━━━ Information provided
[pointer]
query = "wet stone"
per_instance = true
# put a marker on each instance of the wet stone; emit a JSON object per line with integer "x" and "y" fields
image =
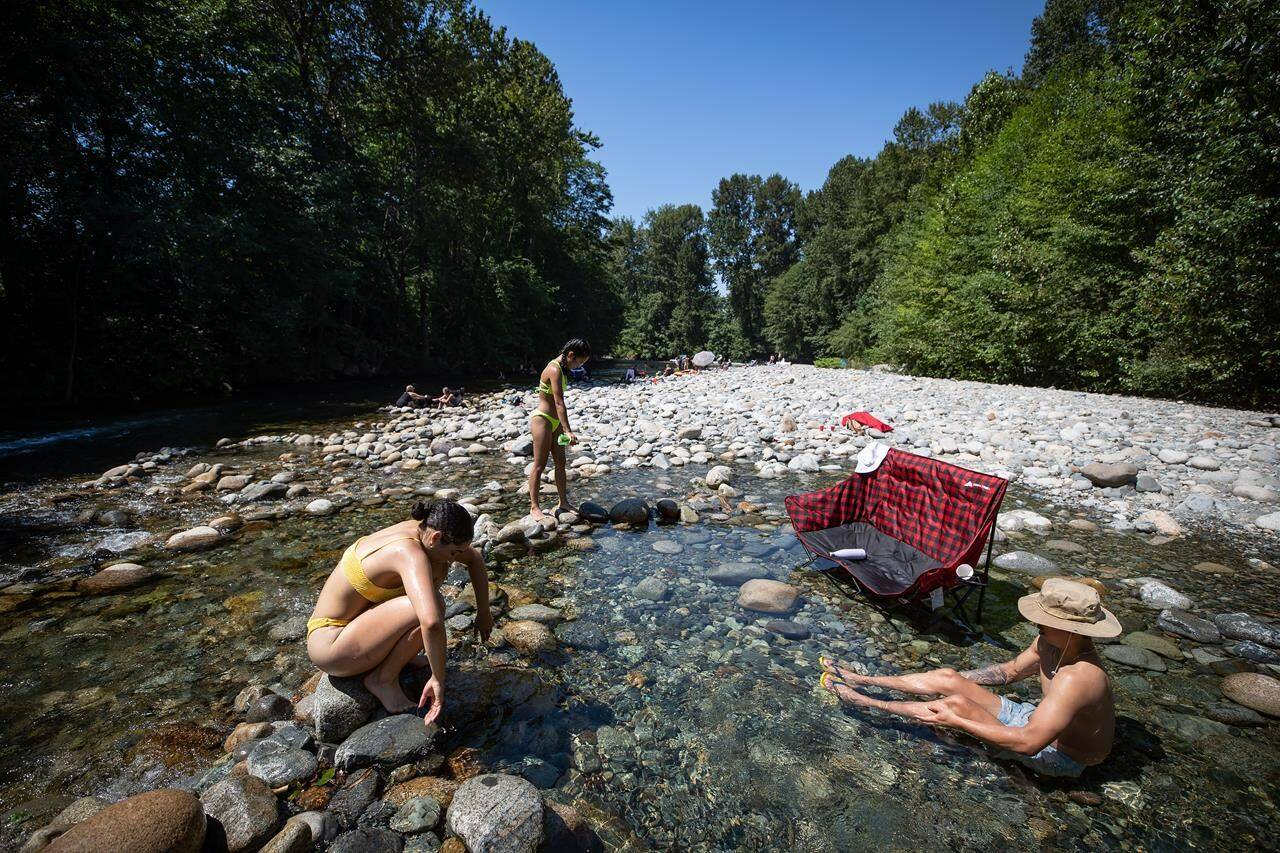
━━━━━━
### Short exercise
Turn every line of the entries above into a numbered list, skipping blank lines and leaving the pictures out.

### Finished task
1. [pointer]
2. query = "wet stone"
3. per_instance = true
4. # put a marker on each instance of the wet stone; emit a JSON object per line with integer "x" and "y" fields
5. image =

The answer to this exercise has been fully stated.